- _PASSAGE_:
Dear Chandrika: Conversations with my missing wife

Where have you been, Chandrika?

Oh, many places. All at the same time. Can you believe that?

When will you be back?

Your guess is as good as mine.

For good. That is.

What if I am gone for good?

***

K.S. Narendran wrote these words, an inner dialogue with his wife of 25 years, Chandrika Sharma. She was one of 239 people aboard Malaysia Airlines Flight 370 when it disappeared a year ago on March 8. Narendran still struggles at leading a life without her, as is revealed in the rest of his imagined conversation:

***

I have been thinking about a good long chat with you, Chandrika.

About time, don’t you think? What has taken you so long? Silly question. You always took far too long. The time you take to think, go through conversations in your head. Was I even needed to be around?

Was that your usual acerbic blast? Should I protest? Be hurt? Was this how I imagined the conversation would go? You read my mind one more time.

I guess I shouldn’t fight. It’s true. On more than one occasion, I took too long and the moment passed. You, on the other hand, spoke with ease about how you felt. You didn’t linger too long and moved on. You always said that life was too short.

You are light and swift now. I see you no longer have to make an effort to keep pace with me on our daily walks.

Yes. Now I move with the speed of your thought. I am the air that you don’t see, your steady companion, moving with you, watching. I don’t have any expectations of getting your attention. I hold no grudges. I am beyond all that.

I have been with numerous people over the months. Across vast distances. Often at the same time. I went back in time and imagined the years ahead. How is that for time and space travel, huh? Unshackled. Free. No memory to chain me to the past. No aches. No pain. No chores. No striving.

No aches. That reminds me. Enough walking. It’s time to go home.

Do you know that you’ve been in our apartment with me through these last few months? Sometimes you are a mute witness. Other times, you’re an impatient whisperer of your likes and your dislikes, appreciations and disapprovals, earnest urging and frantic shoving.

I admit I have just plodded on. I feel empty. Hollow.

Our home — designed and created out of the desires we shared and the disagreements we had and worked through all these years. So come on in.

Do you notice the potted plants in the corridor?

They look pale. Does anybody give them any love?

Well, I have been… No, I can’t make excuses. They do look like they have missed a nurturing touch. Like they have been suffering. They look drawn. Lost. But see, they are still standing. Proud and resolute.

Anyway, come in. Why are you smiling? Is it because you see all the things that need tidying up?

So, some things have been moved around, I see.

That’s true. A lot has been moved out, too. Our room isn’t the same. The bed is now just enough for one. You haven’t been banished yet. Just that you have been closer to me than ever before. You have got me all wrapped up in you. Rearranging the furniture has been a lot easier than reimagining life without you.

- _INFORMATION SUPPLIED_:
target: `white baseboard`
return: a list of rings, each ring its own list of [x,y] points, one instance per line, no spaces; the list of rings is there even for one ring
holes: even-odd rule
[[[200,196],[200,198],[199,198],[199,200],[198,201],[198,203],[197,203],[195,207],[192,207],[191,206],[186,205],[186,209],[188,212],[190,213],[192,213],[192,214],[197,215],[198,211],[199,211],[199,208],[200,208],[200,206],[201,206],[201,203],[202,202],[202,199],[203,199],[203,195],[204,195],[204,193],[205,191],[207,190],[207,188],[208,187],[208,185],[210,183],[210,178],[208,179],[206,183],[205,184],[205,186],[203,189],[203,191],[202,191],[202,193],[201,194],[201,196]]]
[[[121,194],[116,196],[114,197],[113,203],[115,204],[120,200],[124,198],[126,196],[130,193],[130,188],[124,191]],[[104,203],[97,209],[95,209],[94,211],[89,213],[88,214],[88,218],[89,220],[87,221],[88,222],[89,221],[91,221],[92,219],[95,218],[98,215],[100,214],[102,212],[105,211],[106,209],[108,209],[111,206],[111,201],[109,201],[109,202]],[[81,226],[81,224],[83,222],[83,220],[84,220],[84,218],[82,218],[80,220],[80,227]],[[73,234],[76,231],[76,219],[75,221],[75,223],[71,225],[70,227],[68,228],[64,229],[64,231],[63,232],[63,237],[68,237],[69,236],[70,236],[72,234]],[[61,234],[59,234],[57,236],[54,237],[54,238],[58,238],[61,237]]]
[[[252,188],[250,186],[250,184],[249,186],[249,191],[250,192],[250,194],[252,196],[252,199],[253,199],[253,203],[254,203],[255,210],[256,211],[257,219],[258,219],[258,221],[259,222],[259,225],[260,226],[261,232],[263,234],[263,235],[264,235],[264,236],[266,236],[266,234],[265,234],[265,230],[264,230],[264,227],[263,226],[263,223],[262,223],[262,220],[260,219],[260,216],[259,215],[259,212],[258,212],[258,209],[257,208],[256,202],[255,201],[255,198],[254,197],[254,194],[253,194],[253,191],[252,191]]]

- _TO-DO LIST_:
- 1) In the Chandrika piece, the paragraph beginning "I have been with numerous people" contains short sentences that start with "No." List everything those sentences say she is now without.
- 2) Write out the part of the Chandrika piece starting at "I have been with" and ending at "come on in.".
The lines have no connection to the Chandrika piece.

- _FINAL ANSWERS_:
- 1) memory to chain her to the past, aches, pain, chores, striving

- 2)
I have been with numerous people over the months. Across vast distances. Often at the same time. I went back in time and imagined the years ahead. How is that for time and space travel, huh? Unshackled. Free. No memory to chain me to the past. No aches. No pain. No chores. No striving.

No aches. That reminds me. Enough walking. It’s time to go home.

Do you know that you’ve been in our apartment with me through these last few months? Sometimes you are a mute witness. Other times, you’re an impatient whisperer of your likes and your dislikes, appreciations and disapprovals, earnest urging and frantic shoving.

I admit I have just plodded on. I feel empty. Hollow.

Our home — designed and created out of the desires we shared and the disagreements we had and worked through all these years. So come on in.